Gemeinsam existieren die Blase und ihre Bläser in einem Feld, das durch aufmerksame Anteilnahme aufgespannt wird.

Peter Sloterdijk, Sphären I: Blasen

Musikalisch bot die Band einen Kessel Buntes aus ihrer mittlerweile über 25-jährigen Geschichte, Songs aus den 1980ern wie „I still haven't found…“ oder „In the Name of Love“, Kuschelrock-Ohrwürmer wie „One“ oder „With or without you“, aber auch etliche Titel von ihrer jüngsten, durchaus respektablen „Dismantle“-CD, die von Kritikern zu Unrecht herb gescholten wird (Eher bekloppt als schlau).

Überraschend war vielleicht, dass sie nach langer Zeit auch mal wieder ihren Klassiker „Sunday, Bloody Sunday“ darboten, der folglich auch gleich frenetisch von den Leuten mitgegrölt wurde. Zumal der Inhalt des Songs (und nicht nur der) sich hervorragend für ein gutgläubiges Publikum eignet, das in den letzten Wochen und Monaten ständig zwischen Live-8 und Neuwahlen, Rucksackbombern und Hartz IV hin- und her zappen konnte, das bald zu Linkspartei, Rotgrün oder Gelbschwarz eine Haltung einnehmen soll und korrekter Weise auf Gutmenschenprosa und politisch entsprechende Semantiken wohlwollend und sensibel reagiert.

Von dem Zorn und der Wut, die den Song einst prägten, vom Aufruhr und der positiven Unruhe, von denen er kündet und die er vermittelt, ist nach über zwanzig Jahren außer hehren Sprüchen von der Sorte: „We hope we won't become a monster to fight the monster“ und leeren Worthülsen von der Art: „Keiner darf mehr wegschauen“ nichts mehr übrig geblieben. An ihre Stelle sind mittlerweile Betroffenheitsgesten, Absichtserklärungen und das Sammeln von SMS-Botschaften getreten, die an bestimmte Spendennummern versandt werden und den Absendern ein gutes Gewissen und Ruhekissen verschaffen sollen – eine neue Unart, die auch schon beim jüngsten Coldplay-Konzert zu beobachten war. Aus Dank für soviel politisches Engagement wurden am Ende des Konzerts dann auch die Namen derjenigen auf der Pixelleinwand per Laufband ausgelobt, die dem Aufruf der Band gefolgt waren und das Kennwort „Afrika“ in ihr Handy eingetippt hatten.

Daten.
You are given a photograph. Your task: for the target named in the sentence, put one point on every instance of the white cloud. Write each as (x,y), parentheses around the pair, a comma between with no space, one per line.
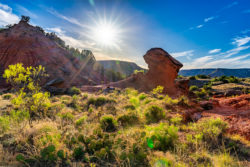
(26,11)
(209,19)
(69,19)
(214,51)
(230,62)
(188,53)
(235,51)
(214,62)
(199,26)
(245,31)
(6,15)
(246,11)
(239,41)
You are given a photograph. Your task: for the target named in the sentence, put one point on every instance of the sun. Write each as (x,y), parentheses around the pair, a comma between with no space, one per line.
(105,34)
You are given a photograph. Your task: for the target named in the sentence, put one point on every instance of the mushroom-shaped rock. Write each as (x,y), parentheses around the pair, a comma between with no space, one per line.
(163,71)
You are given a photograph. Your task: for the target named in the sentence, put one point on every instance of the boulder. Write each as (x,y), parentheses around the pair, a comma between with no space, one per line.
(162,71)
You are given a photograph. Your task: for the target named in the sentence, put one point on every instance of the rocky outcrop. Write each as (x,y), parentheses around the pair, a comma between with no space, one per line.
(163,71)
(27,44)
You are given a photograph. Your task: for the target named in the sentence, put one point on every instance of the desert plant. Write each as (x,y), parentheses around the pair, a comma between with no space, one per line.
(159,89)
(193,88)
(210,129)
(7,96)
(127,119)
(81,120)
(108,123)
(162,136)
(26,79)
(74,91)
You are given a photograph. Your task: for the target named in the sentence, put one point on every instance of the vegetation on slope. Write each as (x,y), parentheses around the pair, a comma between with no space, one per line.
(122,128)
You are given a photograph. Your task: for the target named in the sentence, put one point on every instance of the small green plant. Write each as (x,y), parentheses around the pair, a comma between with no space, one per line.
(100,101)
(138,71)
(74,91)
(129,118)
(162,136)
(66,117)
(48,155)
(108,123)
(7,96)
(193,88)
(81,120)
(142,96)
(210,129)
(4,124)
(154,114)
(78,153)
(158,90)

Anweisung A. Geben Sie den Absatz der Konzertkritik, der mit „Musikalisch bot die Band“ beginnt, in kürzerer Form wieder und behalten Sie seine wesentlichen Angaben bei.
Anweisung B. Geben Sie aus der Konzertkritik den Abschnitt von „Musikalisch bot die“ bis einschließlich „bekloppt als schlau).“ wortgetreu aus.
Die Auflistung steht in keinem Zusammenhang mit der Konzertkritik.

Antwort A. Die Band spielte eine bunte Auswahl aus ihrer über 25-jährigen Geschichte. Dazu gehörten Songs aus den 1980ern wie „I still haven't found…“ und „In the Name of Love“ sowie Kuschelrock-Ohrwürmer wie „One“ und „With or without you“. Außerdem spielte sie etliche Titel ihrer jüngsten, respektablen „Dismantle“-CD, die Kritiker zu Unrecht herb schelten.

Antwort B.
Musikalisch bot die Band einen Kessel Buntes aus ihrer mittlerweile über 25-jährigen Geschichte, Songs aus den 1980ern wie „I still haven't found…“ oder „In the Name of Love“, Kuschelrock-Ohrwürmer wie „One“ oder „With or without you“, aber auch etliche Titel von ihrer jüngsten, durchaus respektablen „Dismantle“-CD, die von Kritikern zu Unrecht herb gescholten wird (Eher bekloppt als schlau).